> _What the exercise asks_: Check each line of the entries below for the word "christmas", and copy out the ones that have it.

> _Material to process_:

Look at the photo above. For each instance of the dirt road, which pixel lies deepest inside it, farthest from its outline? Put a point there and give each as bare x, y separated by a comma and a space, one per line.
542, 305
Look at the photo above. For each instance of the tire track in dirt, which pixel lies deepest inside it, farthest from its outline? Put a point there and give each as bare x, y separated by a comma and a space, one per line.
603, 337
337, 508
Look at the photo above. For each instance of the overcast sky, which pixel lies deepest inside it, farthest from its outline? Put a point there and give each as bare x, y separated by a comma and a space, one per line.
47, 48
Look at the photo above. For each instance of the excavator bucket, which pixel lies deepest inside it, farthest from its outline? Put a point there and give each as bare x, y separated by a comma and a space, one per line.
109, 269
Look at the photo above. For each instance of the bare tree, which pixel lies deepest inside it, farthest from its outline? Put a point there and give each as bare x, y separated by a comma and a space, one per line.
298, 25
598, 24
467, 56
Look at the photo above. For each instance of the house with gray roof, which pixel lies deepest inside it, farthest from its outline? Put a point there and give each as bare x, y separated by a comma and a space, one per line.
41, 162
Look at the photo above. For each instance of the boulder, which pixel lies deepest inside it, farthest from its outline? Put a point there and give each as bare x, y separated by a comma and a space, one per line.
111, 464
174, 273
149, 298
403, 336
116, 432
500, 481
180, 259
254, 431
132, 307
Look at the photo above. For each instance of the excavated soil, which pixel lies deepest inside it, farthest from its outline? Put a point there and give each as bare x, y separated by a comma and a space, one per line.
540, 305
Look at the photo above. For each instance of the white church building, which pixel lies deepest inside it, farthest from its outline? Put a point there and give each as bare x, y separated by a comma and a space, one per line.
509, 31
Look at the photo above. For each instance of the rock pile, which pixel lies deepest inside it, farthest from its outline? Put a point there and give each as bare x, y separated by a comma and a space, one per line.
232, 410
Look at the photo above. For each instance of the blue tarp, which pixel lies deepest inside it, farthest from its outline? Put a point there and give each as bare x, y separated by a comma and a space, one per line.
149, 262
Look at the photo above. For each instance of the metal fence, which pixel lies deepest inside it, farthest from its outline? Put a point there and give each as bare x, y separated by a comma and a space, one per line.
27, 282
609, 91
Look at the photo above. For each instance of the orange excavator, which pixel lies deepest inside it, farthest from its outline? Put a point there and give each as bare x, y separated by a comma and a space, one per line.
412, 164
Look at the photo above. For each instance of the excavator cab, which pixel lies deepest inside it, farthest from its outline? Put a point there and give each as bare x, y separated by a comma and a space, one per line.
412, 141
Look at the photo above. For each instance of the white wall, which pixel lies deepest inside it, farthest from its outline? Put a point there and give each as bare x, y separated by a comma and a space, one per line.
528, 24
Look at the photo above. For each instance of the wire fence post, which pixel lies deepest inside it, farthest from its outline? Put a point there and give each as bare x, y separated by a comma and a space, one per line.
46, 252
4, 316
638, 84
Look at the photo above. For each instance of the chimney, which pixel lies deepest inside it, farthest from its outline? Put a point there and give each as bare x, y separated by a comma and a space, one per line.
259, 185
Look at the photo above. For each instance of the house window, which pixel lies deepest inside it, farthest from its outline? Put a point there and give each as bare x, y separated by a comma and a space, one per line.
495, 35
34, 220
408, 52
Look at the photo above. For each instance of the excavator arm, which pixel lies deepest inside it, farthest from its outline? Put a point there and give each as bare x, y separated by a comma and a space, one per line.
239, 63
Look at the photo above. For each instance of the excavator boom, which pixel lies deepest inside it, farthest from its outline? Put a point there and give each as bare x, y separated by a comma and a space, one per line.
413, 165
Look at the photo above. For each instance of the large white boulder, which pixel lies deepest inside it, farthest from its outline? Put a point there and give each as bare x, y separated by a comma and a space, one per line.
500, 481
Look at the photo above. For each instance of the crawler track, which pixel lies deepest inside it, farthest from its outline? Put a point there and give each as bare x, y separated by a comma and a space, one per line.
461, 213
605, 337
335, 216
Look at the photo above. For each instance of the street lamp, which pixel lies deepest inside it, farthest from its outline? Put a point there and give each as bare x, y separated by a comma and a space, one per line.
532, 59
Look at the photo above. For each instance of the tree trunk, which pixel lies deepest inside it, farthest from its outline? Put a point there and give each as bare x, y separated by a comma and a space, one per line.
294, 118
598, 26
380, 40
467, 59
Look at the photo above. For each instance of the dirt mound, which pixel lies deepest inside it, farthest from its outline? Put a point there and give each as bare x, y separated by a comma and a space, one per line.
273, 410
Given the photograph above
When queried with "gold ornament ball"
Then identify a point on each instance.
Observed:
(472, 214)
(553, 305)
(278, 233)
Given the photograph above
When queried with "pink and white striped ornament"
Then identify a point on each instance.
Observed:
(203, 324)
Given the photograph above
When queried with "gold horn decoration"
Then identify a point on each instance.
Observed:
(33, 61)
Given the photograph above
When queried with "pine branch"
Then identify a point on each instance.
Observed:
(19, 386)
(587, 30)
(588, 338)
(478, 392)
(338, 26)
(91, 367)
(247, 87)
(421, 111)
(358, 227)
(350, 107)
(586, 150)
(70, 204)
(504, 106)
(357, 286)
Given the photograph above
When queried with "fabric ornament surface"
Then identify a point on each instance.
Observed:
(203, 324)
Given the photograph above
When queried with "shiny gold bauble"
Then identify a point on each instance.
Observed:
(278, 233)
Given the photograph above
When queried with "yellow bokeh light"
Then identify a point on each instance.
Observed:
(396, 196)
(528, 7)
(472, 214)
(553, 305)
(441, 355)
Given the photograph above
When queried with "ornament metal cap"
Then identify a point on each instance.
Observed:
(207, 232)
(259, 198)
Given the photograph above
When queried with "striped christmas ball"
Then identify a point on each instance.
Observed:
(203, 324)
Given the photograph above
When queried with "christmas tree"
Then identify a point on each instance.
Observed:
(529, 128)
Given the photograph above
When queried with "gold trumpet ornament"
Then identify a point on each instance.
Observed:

==

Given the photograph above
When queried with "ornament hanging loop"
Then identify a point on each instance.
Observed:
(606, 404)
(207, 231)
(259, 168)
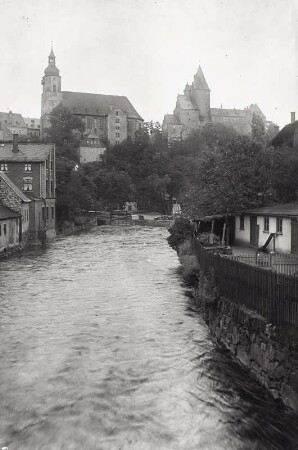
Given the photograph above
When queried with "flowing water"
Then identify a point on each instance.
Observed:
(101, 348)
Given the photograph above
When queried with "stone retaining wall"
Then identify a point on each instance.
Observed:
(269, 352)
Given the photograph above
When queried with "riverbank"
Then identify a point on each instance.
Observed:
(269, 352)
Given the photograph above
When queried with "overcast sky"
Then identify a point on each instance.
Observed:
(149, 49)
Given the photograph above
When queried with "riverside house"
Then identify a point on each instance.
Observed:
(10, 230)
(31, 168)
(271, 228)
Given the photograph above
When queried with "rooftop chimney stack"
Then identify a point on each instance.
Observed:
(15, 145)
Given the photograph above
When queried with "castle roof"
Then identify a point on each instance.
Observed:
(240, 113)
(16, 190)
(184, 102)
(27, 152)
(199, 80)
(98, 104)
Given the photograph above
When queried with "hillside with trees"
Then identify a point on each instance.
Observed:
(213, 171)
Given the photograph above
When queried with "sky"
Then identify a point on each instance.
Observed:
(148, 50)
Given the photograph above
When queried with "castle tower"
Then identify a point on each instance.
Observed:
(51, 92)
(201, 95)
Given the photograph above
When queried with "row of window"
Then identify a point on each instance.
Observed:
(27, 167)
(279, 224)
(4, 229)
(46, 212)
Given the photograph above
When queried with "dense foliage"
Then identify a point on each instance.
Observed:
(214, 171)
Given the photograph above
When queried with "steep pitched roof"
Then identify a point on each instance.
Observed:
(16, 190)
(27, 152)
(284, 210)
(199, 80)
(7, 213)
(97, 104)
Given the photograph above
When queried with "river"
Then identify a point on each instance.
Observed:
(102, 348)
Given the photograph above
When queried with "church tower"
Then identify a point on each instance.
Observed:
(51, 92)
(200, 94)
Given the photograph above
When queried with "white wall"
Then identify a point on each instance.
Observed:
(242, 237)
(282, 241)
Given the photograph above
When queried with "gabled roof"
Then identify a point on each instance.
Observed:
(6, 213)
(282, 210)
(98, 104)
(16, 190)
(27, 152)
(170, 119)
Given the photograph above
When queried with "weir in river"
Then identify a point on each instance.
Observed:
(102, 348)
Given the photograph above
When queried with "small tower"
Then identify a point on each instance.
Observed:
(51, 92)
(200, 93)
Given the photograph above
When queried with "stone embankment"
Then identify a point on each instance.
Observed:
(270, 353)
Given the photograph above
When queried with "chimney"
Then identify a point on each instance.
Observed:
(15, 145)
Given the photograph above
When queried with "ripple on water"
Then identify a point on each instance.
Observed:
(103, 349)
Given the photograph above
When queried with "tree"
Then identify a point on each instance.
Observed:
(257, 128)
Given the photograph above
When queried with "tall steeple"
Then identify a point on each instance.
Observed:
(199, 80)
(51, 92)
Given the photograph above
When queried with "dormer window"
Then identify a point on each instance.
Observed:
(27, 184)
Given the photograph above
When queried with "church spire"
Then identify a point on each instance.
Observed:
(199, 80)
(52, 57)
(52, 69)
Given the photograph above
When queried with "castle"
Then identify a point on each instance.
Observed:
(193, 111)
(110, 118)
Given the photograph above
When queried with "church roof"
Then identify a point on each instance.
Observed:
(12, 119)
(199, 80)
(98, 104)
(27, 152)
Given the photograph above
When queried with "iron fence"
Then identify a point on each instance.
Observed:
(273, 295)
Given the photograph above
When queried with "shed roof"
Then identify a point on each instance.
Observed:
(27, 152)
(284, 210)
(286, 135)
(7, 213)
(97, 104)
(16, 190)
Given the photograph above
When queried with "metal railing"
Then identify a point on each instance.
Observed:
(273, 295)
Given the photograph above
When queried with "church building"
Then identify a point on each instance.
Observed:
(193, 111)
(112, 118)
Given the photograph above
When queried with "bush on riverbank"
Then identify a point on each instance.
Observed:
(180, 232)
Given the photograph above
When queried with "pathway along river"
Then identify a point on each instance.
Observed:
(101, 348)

> _Response to the exercise_:
When queried with "striped christmas ball"
When queried with "christmas tree"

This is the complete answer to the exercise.